*** Exercise material ***

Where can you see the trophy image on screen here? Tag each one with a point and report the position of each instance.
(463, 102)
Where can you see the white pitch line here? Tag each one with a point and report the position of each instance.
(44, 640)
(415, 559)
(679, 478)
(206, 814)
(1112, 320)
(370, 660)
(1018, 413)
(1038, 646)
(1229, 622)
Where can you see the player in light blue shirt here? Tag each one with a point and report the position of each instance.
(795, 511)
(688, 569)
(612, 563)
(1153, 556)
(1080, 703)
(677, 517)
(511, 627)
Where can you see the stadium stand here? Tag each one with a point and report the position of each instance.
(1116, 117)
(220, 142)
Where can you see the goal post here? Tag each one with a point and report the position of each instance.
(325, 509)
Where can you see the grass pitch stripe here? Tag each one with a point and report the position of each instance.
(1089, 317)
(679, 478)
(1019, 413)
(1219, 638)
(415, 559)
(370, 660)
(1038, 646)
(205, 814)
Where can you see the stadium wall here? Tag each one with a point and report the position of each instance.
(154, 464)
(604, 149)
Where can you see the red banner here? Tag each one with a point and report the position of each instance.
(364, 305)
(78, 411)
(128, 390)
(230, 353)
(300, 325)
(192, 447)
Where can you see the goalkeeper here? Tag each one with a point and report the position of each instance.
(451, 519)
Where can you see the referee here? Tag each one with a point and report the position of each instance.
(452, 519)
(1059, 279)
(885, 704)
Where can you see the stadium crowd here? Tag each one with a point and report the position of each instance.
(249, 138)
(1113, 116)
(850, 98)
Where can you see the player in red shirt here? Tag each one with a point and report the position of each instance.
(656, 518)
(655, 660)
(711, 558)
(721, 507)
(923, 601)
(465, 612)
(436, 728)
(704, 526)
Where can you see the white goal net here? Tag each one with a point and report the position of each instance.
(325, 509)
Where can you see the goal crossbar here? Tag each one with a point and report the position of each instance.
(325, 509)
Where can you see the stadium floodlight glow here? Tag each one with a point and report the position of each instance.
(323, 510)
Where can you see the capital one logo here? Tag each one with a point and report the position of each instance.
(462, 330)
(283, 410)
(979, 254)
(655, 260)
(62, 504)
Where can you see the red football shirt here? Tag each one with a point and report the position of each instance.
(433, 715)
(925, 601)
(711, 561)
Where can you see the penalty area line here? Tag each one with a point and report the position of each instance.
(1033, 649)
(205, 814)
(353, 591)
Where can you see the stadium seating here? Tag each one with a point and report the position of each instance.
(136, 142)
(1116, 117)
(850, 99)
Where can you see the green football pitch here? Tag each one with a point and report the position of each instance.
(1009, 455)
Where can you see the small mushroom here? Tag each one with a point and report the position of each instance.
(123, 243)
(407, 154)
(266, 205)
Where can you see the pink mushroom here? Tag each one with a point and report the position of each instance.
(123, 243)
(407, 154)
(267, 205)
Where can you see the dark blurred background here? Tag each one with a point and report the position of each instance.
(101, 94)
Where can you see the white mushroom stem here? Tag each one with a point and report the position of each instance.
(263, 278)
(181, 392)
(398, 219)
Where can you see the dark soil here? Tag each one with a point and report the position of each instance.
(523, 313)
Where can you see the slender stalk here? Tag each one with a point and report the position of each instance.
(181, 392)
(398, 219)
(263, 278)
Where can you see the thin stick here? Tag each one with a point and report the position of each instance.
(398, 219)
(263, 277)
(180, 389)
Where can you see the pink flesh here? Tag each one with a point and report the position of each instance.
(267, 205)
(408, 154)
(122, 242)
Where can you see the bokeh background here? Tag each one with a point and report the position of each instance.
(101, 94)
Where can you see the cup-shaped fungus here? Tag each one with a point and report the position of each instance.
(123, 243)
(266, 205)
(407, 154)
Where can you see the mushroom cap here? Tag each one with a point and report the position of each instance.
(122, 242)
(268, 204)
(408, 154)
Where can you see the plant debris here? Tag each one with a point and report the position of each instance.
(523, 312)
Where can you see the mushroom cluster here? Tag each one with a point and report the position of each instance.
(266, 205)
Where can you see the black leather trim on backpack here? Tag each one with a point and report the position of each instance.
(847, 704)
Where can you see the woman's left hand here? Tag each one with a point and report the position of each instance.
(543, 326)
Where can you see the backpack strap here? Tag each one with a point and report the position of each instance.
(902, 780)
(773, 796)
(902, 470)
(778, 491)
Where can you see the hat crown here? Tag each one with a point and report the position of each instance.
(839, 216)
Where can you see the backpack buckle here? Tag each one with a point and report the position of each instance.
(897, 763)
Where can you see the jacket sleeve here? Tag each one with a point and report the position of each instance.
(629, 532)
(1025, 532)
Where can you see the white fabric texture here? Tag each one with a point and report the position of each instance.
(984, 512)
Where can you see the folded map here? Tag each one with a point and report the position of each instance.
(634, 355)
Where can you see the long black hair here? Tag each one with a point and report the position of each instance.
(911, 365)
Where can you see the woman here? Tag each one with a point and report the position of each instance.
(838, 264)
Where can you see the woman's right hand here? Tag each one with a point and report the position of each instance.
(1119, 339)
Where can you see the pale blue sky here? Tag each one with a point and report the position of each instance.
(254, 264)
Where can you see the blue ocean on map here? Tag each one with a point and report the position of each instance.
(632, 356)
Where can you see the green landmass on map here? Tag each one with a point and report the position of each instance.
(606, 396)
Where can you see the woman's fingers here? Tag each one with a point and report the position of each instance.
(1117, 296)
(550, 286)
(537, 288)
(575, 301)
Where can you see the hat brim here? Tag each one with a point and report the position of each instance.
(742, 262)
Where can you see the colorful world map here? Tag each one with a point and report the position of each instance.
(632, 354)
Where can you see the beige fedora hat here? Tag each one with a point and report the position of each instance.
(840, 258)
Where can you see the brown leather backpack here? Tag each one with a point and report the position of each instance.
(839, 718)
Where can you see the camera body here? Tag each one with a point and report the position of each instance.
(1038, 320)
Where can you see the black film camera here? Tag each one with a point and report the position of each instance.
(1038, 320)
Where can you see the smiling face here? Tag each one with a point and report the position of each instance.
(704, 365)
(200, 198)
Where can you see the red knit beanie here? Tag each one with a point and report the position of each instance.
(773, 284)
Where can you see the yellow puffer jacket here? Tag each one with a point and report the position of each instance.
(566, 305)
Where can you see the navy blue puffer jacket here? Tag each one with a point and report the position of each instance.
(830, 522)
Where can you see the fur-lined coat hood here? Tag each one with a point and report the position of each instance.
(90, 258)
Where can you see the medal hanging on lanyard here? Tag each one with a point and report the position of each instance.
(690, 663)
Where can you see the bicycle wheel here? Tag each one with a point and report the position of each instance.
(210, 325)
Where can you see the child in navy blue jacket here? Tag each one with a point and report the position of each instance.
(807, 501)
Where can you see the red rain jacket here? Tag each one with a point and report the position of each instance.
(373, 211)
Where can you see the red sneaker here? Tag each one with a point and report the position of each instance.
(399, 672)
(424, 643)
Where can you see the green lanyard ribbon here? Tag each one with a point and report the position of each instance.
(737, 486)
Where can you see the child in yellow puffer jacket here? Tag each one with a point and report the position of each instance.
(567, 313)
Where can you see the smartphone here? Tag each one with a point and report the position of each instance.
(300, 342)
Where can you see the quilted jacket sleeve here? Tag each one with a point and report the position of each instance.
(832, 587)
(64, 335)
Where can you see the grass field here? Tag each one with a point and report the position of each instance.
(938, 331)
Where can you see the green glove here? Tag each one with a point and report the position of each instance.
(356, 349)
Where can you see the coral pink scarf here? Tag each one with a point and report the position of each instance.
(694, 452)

*** End of Exercise material ***

◆ Aim of the task ◆
Would you please write out the entries again exactly?

◆ Answer box ◆
Where can you see the trophy image on screen here? Tag each one with a point and report the position of each instance.
(463, 102)
Where can you see the white pitch line here? Tag each one with a point and report the position of each instance.
(44, 640)
(415, 559)
(679, 478)
(206, 814)
(1112, 320)
(370, 660)
(1018, 413)
(1038, 646)
(1229, 622)
Where can you see the player in light blue shirt here? Tag each one with a point and report the position of each instance.
(795, 511)
(688, 569)
(612, 563)
(1153, 556)
(1080, 703)
(677, 517)
(511, 627)
Where can you see the stadium stand here? Tag each one with a point and report the position of each instance.
(1116, 117)
(220, 142)
Where can you see the goal post here? Tag each one with a point and report the position of each instance.
(325, 509)
Where can you see the grass pitch stripe here? Tag each one with a point and report the position of each instance.
(1089, 317)
(679, 478)
(1019, 413)
(1219, 638)
(415, 559)
(370, 660)
(1038, 646)
(205, 814)
Where can you see the stadium wall here? Tag each one with a point and report the position of each instance.
(154, 464)
(604, 149)
Where can you see the red banner here? Tag each one with a point and report the position of each instance.
(364, 305)
(78, 411)
(128, 390)
(230, 353)
(300, 325)
(192, 447)
Where can you see the goalkeeper here? Tag each one with a point and report the position of each instance.
(451, 519)
Where can you see the referee here? Tag each one with a point and report the position of each instance.
(452, 519)
(1059, 279)
(885, 704)
Where can you see the stadium crowd here? Tag each one with a point and report the position of each instance.
(249, 138)
(1113, 116)
(850, 98)
Where can you see the player in red shirt here? Tag each one with a point and report the position of each instance.
(656, 518)
(655, 660)
(711, 558)
(721, 507)
(923, 601)
(465, 612)
(436, 728)
(704, 526)
Where can you see the white goal net here? Tag each one with a point and report the position of each instance.
(325, 509)
Where can you see the goal crossbar here? Tag each one with a point and report the position of each instance.
(325, 509)
Where can you see the stadium floodlight glow here? Tag each one with a point and report the position of each instance.
(323, 510)
Where can you see the capital one logo here? Tag each one with a point and report the position of each instance.
(462, 330)
(283, 410)
(979, 254)
(655, 260)
(62, 504)
Where can you see the red football shirt here? Tag each one with a point and report the position of each instance.
(433, 715)
(925, 601)
(711, 561)
Where can you see the penalty area line here? Tag each one with a point and report the position of each instance.
(1033, 649)
(205, 814)
(353, 591)
Where can you see the stadium seating here? Tag each one with a point and report the position of each instance.
(136, 142)
(1116, 117)
(850, 99)
Where can you see the green football pitch here? Tag each one with a point and report the position of each instance.
(1009, 455)
Where can you see the small mushroom here? Tag each one with a point and report the position of each instance.
(123, 243)
(407, 154)
(266, 205)
Where can you see the pink mushroom here? Tag each one with a point and report the position of each instance.
(123, 243)
(407, 154)
(267, 205)
Where can you see the dark blurred background here? Tag each one with a point and report the position of each instance.
(101, 94)
Where can you see the white mushroom stem here? Tag each one with a point and report the position of each instance.
(263, 278)
(181, 392)
(398, 219)
Where can you see the dark soil here? Tag each one with a point and report the position of each instance.
(523, 313)
Where can you see the slender stalk here? Tag each one with a point and report the position of each instance.
(181, 392)
(398, 219)
(263, 278)
Where can you see the thin stick here? Tag each one with a point and report the position of each instance.
(398, 219)
(263, 277)
(180, 389)
Where can you see the pink flesh here? Tag each one with a point and report the position of each instance.
(267, 205)
(408, 154)
(122, 242)
Where can you see the bokeh background here? Tag each one with a point and report the position of each instance.
(101, 94)
Where can you see the cup-shaped fungus here? Tag each one with a point and report the position of each instance.
(123, 243)
(266, 205)
(407, 154)
Where can you see the mushroom cap here? Tag each one with a point and report the position of each instance.
(122, 242)
(268, 204)
(408, 154)
Where can you see the plant debris here? Tag each one with a point and report the position of each instance.
(523, 312)
Where can you see the mushroom cluster here? Tag each one with a point and report the position of each instance.
(266, 205)
Where can you see the black leather trim on backpack here? Tag each one with a point and report the position of each instance.
(847, 704)
Where can you see the woman's left hand here? Tag each one with a point and report the position of each instance.
(543, 326)
Where can you see the backpack strap here? Tag each one with a point and report the position of each instance.
(902, 780)
(773, 796)
(902, 470)
(778, 491)
Where can you see the hat crown here? Tag each one with a point and report the position of each instance.
(839, 216)
Where can you see the backpack buckle here? Tag each one with a point and report the position of each instance.
(897, 763)
Where can you see the jacket sleeve here? Tag each one with a point and report the position of each instance.
(629, 532)
(1025, 532)
Where can you see the white fabric texture here? Tag each one with a point and report the position of each instance.
(984, 512)
Where can you see the folded map here? Tag each one with a point and report the position of each instance.
(634, 355)
Where can you see the long black hair here? Tag each one with a point and report the position of each instance.
(911, 365)
Where can you see the woman here? Tag each one with a point and report the position of each instance.
(838, 264)
Where can you see the woman's right hand here? Tag each one with a point and report the position of each instance.
(1119, 339)
Where can you see the pale blue sky here? Tag each one with a point and report the position of each instance.
(254, 264)
Where can you see the blue ocean on map here? Tag each one with a point and report the position of each instance.
(632, 356)
Where can you see the green landmass on map here? Tag each one with a point and report the position of each instance.
(606, 396)
Where can you see the woman's fingers here? Tag each one with a point and report the position of each instance.
(1117, 296)
(550, 286)
(537, 288)
(575, 301)
Where can you see the hat brim here? Tag each one with a point and report the position of each instance.
(742, 262)
Where can you see the colorful world map here? Tag each one with a point and report the position of each instance.
(632, 354)
Where can you see the beige fedora hat here? Tag each one with a point and report the position of each instance.
(840, 258)
Where can you see the brown leather backpack here? Tag each one with a point and report the position of each instance.
(839, 718)
Where can you see the camera body here? Tag each one with a point and report the position of each instance.
(1038, 320)
Where can you see the black film camera here? Tag each one with a point and report the position of each instance.
(1038, 320)
Where can you see the smiling face here? Tag each one with a point and report the position of each instance.
(704, 365)
(200, 198)
Where can you see the red knit beanie here? Tag each one with a point and report the position of each instance.
(773, 284)
Where can you see the yellow puffer jacket here? Tag each one with a point and report the position of each instance.
(566, 305)
Where can you see the navy blue puffer jacket here? Tag each one with a point and report the position of each instance.
(830, 522)
Where can you see the fur-lined coat hood here? Tag each one with a point and report the position of each instance.
(90, 258)
Where can you see the medal hanging on lanyard here? Tag each one with a point and report the position of each instance.
(690, 663)
Where can you see the bicycle wheel here? Tag each one with a point and report the position of each instance.
(210, 325)
Where can you see the child in navy blue jacket here? Tag each one with a point and report the position of each instance.
(807, 501)
Where can you see the red rain jacket here? Tag each one with a point and report the position of each instance.
(373, 211)
Where can you see the red sneaker here? Tag each one with a point and report the position of each instance.
(399, 672)
(424, 643)
Where can you see the green lanyard ribbon here? Tag each one with a point and report the position of each instance.
(737, 486)
Where can you see the child in yellow puffer jacket here? Tag each one with a point and report the position of each instance.
(567, 313)
Where can you see the smartphone here? Tag each one with a point and report the position of each instance.
(300, 342)
Where can you see the quilted jacket sleeve here? Tag each one with a point and report the position of each instance.
(832, 587)
(64, 335)
Where can you see the grass field here? Tag each one with a point and report the position of each instance.
(938, 331)
Where can you see the green glove here? Tag each one with a point and report the position of each instance.
(356, 349)
Where can you see the coral pink scarf here? Tag each one with a point and report the position of each instance.
(694, 452)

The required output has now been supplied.